SHORT EXERCISE
Give back only the lines from the one with "backrest shown in this photo." through the last line of the data, exactly as they appear.

EXERCISE INPUTS
┌────────

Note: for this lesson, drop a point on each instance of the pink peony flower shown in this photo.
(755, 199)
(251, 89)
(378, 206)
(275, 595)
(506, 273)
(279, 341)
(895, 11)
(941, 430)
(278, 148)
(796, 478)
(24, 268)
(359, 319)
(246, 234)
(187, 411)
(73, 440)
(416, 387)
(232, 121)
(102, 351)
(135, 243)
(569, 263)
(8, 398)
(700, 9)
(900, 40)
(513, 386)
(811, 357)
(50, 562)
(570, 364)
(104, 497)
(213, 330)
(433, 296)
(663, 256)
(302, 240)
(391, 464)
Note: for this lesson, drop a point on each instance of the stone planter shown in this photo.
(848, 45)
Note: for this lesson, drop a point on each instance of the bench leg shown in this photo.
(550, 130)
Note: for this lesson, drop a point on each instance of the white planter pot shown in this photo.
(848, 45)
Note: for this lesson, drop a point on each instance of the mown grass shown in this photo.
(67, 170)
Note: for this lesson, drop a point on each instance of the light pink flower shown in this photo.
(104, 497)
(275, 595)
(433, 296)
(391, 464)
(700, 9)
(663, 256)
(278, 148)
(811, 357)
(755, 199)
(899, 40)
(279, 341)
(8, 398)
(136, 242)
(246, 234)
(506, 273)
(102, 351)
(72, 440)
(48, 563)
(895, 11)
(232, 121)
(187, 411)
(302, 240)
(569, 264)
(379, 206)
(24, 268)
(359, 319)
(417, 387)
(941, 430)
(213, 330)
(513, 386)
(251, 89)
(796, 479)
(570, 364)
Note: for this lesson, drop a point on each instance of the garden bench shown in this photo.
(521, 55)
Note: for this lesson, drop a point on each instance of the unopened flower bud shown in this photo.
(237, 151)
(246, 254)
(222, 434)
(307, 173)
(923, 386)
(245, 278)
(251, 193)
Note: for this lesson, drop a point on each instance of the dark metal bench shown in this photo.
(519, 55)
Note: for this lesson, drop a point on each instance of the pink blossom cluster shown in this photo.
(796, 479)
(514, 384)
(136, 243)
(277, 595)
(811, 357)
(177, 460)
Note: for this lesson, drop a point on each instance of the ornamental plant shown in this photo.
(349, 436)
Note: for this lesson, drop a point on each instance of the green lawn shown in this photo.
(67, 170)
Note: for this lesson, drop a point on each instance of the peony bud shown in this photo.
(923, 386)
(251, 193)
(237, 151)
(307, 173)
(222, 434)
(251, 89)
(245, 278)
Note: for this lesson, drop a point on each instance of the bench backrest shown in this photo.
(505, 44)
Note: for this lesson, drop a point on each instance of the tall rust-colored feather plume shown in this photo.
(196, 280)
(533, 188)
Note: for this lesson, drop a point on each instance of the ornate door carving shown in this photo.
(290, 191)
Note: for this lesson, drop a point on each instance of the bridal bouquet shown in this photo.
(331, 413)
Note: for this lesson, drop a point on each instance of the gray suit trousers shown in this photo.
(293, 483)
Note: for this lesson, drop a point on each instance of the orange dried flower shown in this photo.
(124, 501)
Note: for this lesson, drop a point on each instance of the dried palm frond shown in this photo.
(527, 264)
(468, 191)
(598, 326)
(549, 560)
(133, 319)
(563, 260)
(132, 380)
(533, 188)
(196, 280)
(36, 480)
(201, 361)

└────────

FINAL ANSWER
Note: for this lesson, drop a point on each instance of the bench backrest shown in this photo.
(505, 44)
Note: for this lesson, drop a point on each instance of the tall rust-colored feather plume shown in this photo.
(196, 280)
(533, 188)
Note: for this lesson, drop a point on each instance of the ornate door carving shown in this photo.
(290, 191)
Note: for this lesson, drop a point on each instance of the bridal bouquet shown in this photo.
(331, 413)
Note: for this lesson, drop a point on each instance of the gray suit trousers shown in this photo.
(293, 483)
Note: for this lesson, drop a point on each instance of the orange dried flower shown in this photo.
(124, 501)
Note: for this lesson, drop a point on each instance of the dried palm frond shown in this photo.
(527, 264)
(468, 191)
(598, 326)
(549, 560)
(133, 319)
(563, 260)
(132, 380)
(533, 188)
(196, 280)
(36, 480)
(201, 361)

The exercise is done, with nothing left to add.